** DATASET RECORDS follows **
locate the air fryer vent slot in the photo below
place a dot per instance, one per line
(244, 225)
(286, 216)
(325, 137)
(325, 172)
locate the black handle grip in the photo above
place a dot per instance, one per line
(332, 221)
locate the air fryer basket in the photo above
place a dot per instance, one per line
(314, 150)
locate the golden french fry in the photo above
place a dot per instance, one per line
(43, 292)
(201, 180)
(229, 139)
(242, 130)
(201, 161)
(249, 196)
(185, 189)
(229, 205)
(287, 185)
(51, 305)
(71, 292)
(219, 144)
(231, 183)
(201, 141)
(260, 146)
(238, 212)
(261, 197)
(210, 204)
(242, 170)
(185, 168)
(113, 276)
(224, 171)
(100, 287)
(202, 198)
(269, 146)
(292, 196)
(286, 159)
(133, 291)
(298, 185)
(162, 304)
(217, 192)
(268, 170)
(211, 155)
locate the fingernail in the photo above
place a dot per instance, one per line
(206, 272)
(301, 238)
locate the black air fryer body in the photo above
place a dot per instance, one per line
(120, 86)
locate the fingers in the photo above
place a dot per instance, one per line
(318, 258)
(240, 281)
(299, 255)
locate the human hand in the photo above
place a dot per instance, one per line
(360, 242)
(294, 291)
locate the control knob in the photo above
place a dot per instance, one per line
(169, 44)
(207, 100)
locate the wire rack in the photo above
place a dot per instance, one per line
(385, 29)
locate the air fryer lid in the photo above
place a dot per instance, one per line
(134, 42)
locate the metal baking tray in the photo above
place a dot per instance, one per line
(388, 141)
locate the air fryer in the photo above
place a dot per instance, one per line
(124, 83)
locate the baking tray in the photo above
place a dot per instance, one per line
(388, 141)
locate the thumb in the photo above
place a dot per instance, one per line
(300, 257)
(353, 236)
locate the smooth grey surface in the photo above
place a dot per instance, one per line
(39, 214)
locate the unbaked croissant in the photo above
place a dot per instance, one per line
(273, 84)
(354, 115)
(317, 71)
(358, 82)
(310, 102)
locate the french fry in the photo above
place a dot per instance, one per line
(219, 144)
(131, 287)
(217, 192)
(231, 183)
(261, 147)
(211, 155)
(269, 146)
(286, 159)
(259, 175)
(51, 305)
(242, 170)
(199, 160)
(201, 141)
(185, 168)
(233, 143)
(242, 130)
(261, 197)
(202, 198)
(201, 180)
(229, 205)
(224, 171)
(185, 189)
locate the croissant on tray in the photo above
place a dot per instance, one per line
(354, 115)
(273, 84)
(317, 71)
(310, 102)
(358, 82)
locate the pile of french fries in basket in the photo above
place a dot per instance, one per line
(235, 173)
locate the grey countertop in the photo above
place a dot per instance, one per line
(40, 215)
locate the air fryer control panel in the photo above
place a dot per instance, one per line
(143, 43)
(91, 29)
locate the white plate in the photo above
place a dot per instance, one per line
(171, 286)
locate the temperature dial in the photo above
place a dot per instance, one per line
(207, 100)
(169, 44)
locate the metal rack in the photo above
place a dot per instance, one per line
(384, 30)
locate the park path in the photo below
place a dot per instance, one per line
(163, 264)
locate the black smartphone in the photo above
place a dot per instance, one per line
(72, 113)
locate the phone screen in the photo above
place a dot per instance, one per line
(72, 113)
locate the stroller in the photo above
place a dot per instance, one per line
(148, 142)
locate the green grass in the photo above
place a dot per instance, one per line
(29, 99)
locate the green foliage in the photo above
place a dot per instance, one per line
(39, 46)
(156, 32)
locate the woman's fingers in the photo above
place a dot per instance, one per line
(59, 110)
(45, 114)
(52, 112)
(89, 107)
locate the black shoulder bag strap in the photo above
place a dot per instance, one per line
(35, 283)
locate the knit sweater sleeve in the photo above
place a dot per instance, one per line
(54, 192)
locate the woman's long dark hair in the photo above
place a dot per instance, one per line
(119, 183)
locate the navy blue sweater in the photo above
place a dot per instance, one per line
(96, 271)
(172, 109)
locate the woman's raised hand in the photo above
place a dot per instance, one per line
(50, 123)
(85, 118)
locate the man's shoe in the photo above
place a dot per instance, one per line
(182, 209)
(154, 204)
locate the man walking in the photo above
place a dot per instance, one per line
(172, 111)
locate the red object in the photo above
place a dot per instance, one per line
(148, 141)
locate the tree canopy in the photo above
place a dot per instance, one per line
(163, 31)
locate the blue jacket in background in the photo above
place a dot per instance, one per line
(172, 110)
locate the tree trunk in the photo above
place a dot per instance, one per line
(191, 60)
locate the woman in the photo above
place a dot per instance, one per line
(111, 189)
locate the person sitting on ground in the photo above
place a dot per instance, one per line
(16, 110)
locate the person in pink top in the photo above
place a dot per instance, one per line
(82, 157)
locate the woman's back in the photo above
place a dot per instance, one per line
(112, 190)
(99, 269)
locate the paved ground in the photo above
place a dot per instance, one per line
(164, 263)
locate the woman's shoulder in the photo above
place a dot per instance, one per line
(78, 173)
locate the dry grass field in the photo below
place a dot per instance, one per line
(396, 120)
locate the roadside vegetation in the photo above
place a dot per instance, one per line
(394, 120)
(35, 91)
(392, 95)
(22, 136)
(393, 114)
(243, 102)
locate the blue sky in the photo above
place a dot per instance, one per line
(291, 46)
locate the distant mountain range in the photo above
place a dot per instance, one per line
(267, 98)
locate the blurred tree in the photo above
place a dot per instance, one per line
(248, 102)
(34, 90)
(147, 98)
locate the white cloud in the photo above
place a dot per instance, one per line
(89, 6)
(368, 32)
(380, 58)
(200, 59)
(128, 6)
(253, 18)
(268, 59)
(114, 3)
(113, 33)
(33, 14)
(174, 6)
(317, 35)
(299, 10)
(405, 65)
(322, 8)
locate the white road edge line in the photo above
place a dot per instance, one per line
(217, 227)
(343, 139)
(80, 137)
** End of DATASET RECORDS **
** DATASET RECORDS follows **
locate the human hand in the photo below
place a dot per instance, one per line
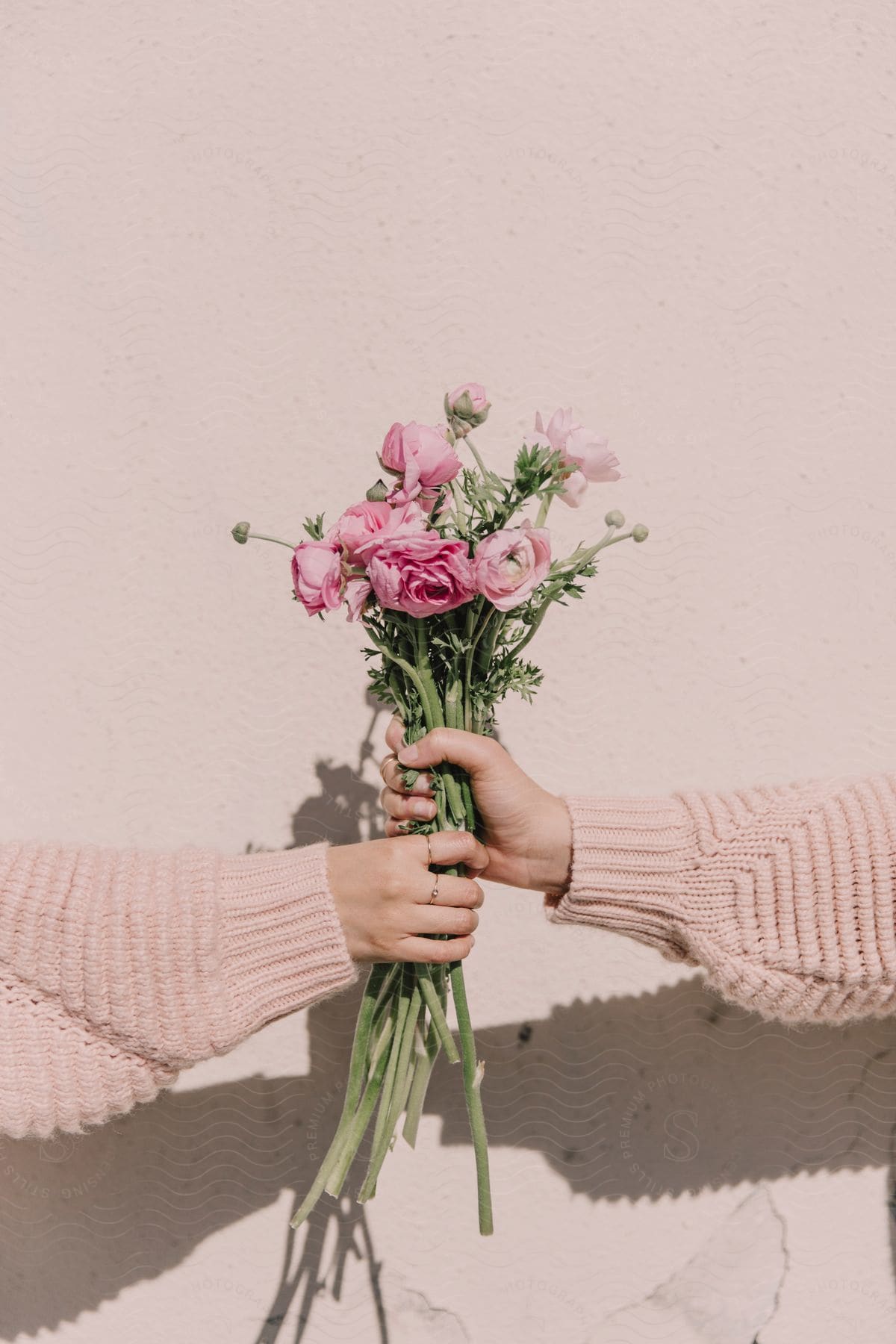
** End of DATASET RECORDS **
**AIM OF THE EXERCISE**. Of all the lines in the data above, show only those that hold the word "baking".

**FINISHED EXERCISE**.
locate the metal baking tray in the photo above
locate the baking tray in the photo above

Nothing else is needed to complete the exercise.